*Work to complete*:
Reproduce all of the data below line for line, omitting the picture.

*Records for the exercise*:
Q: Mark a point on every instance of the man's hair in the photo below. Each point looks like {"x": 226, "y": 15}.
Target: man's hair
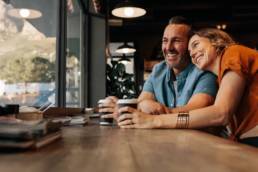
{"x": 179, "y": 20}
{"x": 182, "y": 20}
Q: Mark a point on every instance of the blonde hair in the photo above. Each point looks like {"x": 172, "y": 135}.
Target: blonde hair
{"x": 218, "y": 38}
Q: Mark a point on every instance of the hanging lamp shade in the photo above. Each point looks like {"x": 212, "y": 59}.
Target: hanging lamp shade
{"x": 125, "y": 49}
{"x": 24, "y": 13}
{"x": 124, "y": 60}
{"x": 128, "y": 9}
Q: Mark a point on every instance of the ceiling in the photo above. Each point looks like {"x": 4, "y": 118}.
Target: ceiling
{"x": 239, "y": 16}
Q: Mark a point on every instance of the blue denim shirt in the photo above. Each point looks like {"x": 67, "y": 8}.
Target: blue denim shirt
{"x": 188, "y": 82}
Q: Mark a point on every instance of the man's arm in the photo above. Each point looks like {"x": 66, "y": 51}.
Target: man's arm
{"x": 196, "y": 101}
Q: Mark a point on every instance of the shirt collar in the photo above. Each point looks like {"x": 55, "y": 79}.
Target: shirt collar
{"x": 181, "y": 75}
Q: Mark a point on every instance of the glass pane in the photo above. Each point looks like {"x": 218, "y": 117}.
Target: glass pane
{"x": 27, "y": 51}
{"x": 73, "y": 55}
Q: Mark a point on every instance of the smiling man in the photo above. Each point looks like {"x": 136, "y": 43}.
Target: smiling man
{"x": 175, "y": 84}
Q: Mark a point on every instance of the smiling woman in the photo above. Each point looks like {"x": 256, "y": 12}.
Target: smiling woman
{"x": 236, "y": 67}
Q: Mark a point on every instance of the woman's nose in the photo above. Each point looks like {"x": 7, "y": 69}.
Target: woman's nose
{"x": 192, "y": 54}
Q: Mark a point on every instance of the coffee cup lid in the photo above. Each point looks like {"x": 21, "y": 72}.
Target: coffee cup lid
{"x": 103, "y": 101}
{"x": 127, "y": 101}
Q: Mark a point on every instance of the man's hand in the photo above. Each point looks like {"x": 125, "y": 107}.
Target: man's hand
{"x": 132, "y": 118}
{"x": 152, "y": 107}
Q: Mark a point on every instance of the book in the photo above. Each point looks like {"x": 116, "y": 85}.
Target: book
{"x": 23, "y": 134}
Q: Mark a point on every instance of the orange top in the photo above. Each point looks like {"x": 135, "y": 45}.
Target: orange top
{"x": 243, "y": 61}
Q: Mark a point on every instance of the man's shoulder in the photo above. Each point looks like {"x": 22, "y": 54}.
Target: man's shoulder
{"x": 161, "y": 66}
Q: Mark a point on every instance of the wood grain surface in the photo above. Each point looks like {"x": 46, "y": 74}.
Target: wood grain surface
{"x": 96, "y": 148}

*Output below*:
Q: Mark a point on every instance of the man's hair in the photo below. Each point looks like {"x": 226, "y": 15}.
Target: man's hair
{"x": 179, "y": 20}
{"x": 182, "y": 20}
Q: Mark a point on every instance of the blonde hair in the photo above. Each point looks like {"x": 172, "y": 135}.
Target: blonde hair
{"x": 218, "y": 38}
Q: Mark a point on every instance of the hanging lamp shade in the photo above. Each point looks like {"x": 212, "y": 59}.
Target: hanging lamp shade
{"x": 125, "y": 49}
{"x": 24, "y": 13}
{"x": 124, "y": 60}
{"x": 128, "y": 9}
Q: Mark a point on every instance of the ceiling in the photo above. Each point looks like {"x": 4, "y": 118}.
Target: ceiling
{"x": 239, "y": 16}
Q: Mark a point on every instance of the blue denim shirt in the photo above. Each point looks like {"x": 67, "y": 8}.
Target: blue denim shirt
{"x": 188, "y": 82}
Q: Mark a point on every instance of the man's arm in the photo above. Each point looks like {"x": 66, "y": 51}.
Target: man's arm
{"x": 196, "y": 101}
Q: Mark a point on every instance of the shirt collar in the photo above. Each point looks like {"x": 55, "y": 79}.
Target: shirt collar
{"x": 181, "y": 75}
Q: Mark a point on every instance of the glass pane in the photo above. Each point looks like {"x": 218, "y": 117}.
Target: glass pane
{"x": 27, "y": 51}
{"x": 73, "y": 55}
Q: Mark a point on every instance of the smiling man in the photo above. Each point looks like {"x": 136, "y": 43}.
Target: smiling man
{"x": 175, "y": 84}
Q: Mark a point on every instance of the smiling woman in the photo above. Each point looks like {"x": 256, "y": 12}.
Target: smiling woman
{"x": 236, "y": 67}
Q: Mark a point on every instance of the woman's nose in the photo above. Each point looks like {"x": 7, "y": 69}.
Target: woman's nose
{"x": 192, "y": 54}
Q: Mark a point on every instance of the coffee cup lid in the photo above. Each point looks like {"x": 21, "y": 72}.
Target: coffee cup lid
{"x": 103, "y": 101}
{"x": 127, "y": 101}
Q: Mark a point on every instance of the man's hand in the photo above. Each point looks like {"x": 125, "y": 107}.
Target: man's hand
{"x": 132, "y": 118}
{"x": 152, "y": 107}
Q: Mark a point on every instance of the book in the photo above. Each point looks like {"x": 116, "y": 85}.
Target: book
{"x": 23, "y": 134}
Q: Mark a point on every instance of the orange top in the photo above. Each point looks like {"x": 135, "y": 45}.
Target: orange top
{"x": 243, "y": 61}
Q: Mark a point on every instance of the man's shoulder in the photo above. Each point looks like {"x": 22, "y": 54}.
Target: man's shoulder
{"x": 161, "y": 66}
Q: Mark a point on every instance of the wood grain surface in the photo above. Each point looks like {"x": 46, "y": 74}.
Target: wood grain surface
{"x": 96, "y": 148}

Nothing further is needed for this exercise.